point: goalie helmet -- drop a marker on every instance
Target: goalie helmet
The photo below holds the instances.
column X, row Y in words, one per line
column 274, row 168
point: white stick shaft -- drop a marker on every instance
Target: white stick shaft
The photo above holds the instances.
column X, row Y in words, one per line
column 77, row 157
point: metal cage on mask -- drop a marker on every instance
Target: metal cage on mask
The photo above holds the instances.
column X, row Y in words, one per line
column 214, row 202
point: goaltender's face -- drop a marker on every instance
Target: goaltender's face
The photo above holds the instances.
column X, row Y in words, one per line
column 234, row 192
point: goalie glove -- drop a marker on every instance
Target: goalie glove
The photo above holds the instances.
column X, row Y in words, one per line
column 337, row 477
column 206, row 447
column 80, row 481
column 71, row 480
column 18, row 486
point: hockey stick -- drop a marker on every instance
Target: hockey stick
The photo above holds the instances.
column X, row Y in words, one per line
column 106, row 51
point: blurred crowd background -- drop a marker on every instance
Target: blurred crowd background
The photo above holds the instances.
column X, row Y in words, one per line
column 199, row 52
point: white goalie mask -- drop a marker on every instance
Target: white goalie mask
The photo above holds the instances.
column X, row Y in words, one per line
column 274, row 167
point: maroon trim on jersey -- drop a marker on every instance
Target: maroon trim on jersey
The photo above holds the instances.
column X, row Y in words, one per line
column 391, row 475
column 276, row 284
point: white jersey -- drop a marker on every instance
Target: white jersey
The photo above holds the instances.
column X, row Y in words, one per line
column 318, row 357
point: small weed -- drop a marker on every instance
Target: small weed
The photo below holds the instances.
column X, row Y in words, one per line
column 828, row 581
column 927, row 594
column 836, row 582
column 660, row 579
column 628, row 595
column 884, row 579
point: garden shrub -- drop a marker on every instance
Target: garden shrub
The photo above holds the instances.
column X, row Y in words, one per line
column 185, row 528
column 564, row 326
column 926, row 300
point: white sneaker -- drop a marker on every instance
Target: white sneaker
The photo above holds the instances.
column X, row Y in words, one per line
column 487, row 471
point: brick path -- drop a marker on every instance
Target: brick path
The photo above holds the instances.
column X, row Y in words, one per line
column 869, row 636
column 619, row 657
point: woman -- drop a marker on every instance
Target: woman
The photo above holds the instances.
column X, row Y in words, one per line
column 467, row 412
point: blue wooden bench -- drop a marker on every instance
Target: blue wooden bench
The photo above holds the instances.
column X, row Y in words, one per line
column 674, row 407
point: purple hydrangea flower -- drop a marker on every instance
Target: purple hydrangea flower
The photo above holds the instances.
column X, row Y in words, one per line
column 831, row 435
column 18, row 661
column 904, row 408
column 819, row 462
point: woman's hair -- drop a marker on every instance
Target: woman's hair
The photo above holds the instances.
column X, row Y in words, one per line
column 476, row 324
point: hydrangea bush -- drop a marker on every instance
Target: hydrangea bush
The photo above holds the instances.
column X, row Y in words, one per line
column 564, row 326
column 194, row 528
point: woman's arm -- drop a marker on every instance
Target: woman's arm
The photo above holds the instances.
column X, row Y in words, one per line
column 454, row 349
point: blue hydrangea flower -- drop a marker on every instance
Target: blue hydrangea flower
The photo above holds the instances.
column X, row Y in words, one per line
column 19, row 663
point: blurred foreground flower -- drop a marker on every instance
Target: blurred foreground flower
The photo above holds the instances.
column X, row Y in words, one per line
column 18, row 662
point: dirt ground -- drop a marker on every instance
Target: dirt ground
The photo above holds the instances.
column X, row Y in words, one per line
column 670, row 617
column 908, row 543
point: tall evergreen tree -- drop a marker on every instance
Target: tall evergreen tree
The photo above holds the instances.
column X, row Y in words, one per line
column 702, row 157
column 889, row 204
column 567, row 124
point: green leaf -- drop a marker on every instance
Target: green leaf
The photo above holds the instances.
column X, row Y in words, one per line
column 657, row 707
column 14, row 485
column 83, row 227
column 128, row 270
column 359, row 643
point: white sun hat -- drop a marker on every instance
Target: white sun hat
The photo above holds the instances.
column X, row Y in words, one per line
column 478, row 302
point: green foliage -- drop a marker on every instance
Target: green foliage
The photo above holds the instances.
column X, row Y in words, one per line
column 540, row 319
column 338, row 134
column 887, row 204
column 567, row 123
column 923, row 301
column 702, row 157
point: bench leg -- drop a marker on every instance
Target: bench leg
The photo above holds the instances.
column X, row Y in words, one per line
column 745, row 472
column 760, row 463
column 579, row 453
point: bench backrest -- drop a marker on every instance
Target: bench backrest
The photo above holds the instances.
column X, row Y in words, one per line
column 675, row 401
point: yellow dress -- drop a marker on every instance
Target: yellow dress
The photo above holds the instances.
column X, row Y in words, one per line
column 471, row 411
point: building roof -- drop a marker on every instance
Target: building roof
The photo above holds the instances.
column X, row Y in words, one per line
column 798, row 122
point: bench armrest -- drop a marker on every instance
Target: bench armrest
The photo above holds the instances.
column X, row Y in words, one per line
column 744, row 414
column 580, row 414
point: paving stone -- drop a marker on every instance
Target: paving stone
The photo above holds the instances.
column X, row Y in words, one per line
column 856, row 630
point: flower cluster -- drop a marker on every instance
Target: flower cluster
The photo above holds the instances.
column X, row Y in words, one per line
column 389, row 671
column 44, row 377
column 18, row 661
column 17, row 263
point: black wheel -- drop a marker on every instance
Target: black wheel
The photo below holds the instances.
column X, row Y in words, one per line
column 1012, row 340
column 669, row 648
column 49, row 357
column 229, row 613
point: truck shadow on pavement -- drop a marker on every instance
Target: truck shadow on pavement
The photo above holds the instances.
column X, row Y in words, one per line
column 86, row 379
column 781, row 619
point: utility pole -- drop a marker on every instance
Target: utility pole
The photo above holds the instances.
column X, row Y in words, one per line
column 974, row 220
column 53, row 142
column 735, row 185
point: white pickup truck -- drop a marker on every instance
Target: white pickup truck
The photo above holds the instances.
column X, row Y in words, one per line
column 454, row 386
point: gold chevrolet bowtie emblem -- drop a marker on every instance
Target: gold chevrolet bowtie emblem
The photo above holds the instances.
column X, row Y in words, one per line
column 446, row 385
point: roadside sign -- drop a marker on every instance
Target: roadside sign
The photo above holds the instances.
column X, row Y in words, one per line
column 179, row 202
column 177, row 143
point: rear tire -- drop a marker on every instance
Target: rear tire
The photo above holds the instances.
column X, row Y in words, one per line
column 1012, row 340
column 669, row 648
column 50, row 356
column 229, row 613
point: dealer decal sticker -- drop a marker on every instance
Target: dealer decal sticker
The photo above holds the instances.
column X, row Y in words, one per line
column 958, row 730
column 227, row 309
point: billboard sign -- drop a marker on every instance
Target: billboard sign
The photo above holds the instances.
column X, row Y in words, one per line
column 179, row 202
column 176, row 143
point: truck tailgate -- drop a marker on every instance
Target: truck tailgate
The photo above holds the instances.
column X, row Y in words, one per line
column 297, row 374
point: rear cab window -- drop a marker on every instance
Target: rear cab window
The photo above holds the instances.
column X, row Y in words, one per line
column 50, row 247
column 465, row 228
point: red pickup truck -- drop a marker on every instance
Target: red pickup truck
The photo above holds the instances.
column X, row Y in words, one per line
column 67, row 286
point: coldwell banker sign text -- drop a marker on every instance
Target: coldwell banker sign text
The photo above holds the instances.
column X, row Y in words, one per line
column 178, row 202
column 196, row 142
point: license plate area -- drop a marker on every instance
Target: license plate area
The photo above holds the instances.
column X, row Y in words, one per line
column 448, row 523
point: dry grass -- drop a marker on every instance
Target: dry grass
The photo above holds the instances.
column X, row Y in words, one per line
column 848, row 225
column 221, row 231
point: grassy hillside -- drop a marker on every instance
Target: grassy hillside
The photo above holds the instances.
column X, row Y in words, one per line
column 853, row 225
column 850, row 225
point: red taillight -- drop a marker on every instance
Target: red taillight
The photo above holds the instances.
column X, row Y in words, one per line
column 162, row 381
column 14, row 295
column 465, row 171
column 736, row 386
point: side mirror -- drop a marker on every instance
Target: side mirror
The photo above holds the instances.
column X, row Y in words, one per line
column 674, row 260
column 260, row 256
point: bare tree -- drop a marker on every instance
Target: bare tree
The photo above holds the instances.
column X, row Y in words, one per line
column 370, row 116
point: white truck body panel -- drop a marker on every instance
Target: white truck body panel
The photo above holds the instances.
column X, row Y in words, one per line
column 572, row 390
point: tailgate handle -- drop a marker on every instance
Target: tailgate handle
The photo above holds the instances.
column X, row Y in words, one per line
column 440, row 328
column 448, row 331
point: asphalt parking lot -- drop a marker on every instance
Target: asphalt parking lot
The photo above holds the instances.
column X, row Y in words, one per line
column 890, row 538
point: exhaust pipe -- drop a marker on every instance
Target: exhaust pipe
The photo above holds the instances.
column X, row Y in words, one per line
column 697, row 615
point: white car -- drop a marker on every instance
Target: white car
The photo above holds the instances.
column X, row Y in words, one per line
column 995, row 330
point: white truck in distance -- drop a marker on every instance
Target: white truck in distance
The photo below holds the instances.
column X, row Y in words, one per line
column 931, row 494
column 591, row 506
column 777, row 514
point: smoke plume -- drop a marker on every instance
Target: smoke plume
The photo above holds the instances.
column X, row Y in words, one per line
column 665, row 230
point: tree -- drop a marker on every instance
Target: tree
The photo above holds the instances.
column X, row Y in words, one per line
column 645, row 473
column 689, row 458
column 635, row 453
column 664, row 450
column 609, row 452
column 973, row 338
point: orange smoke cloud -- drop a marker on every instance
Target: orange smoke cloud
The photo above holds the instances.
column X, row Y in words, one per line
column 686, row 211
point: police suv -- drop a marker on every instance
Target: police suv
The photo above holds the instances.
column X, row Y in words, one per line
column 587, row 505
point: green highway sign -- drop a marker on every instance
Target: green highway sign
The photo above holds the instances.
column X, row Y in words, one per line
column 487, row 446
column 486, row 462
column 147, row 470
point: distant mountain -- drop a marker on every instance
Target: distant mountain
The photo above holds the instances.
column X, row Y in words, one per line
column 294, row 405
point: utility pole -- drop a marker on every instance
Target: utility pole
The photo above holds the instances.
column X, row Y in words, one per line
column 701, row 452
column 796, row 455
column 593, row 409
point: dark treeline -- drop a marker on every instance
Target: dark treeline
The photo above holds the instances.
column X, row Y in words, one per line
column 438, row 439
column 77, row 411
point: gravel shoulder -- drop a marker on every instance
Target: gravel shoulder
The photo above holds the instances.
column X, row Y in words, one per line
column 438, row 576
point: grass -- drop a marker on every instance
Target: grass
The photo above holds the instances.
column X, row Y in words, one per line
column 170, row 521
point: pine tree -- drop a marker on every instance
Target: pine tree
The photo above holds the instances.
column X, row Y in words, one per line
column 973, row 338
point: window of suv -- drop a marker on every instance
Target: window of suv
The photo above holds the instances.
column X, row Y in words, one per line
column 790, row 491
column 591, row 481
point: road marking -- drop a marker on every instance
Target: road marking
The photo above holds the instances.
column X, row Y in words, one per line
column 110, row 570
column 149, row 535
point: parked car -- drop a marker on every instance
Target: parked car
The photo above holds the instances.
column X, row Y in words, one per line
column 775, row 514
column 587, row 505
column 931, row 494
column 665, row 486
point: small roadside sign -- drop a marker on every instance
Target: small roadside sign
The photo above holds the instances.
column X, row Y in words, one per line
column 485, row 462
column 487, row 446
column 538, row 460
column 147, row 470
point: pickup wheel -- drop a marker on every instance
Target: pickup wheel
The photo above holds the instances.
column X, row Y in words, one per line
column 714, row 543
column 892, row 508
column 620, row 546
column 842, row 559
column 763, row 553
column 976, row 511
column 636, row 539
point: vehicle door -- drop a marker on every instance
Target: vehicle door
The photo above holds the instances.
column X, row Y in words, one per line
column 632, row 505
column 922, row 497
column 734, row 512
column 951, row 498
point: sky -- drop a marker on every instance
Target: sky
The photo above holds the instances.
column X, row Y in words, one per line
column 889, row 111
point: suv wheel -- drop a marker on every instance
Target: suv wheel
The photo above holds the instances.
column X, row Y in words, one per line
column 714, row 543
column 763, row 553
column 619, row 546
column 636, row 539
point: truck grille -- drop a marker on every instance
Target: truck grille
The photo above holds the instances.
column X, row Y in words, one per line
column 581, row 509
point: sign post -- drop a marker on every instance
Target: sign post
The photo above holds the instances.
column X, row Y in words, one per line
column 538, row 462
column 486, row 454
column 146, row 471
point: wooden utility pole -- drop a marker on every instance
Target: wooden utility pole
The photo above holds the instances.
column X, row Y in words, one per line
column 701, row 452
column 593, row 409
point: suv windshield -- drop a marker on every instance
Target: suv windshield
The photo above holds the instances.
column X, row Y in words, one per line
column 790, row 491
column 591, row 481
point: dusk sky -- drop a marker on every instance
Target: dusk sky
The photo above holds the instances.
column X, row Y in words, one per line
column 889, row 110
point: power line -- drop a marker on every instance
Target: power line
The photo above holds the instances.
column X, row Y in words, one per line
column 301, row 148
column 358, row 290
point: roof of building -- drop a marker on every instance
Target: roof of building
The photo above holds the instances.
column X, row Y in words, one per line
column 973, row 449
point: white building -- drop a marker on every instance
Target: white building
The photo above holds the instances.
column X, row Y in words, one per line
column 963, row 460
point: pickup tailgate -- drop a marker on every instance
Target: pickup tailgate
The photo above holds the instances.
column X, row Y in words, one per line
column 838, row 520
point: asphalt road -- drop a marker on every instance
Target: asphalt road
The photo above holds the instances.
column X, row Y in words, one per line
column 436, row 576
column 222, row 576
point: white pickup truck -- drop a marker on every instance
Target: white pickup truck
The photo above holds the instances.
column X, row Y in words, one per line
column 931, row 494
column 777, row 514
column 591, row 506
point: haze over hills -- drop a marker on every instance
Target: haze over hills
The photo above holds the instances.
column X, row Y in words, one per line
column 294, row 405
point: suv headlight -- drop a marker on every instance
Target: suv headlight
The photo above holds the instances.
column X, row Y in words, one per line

== == ==

Yazılı Problem:
Lütfen en baştaki satırdan "column 274, row 168" içeren satıra kadar (iki uç da dahil) olan satırları "metin" ve "cevap" başlıklı iki sütunlu bir CSV olarak biçimlendirin. Her metin ile cevabı tek bir CSV satırında, her biri tırnak içinde tek bir alanda yer alsın ve satır sonları boşluğa dönüştürülsün.

Çözüm:
metin,cevap
"point: goalie helmet -- drop a marker on every instance Target: goalie helmet The photo below holds the instances. column X, row Y in words, one per line","column 274, row 168"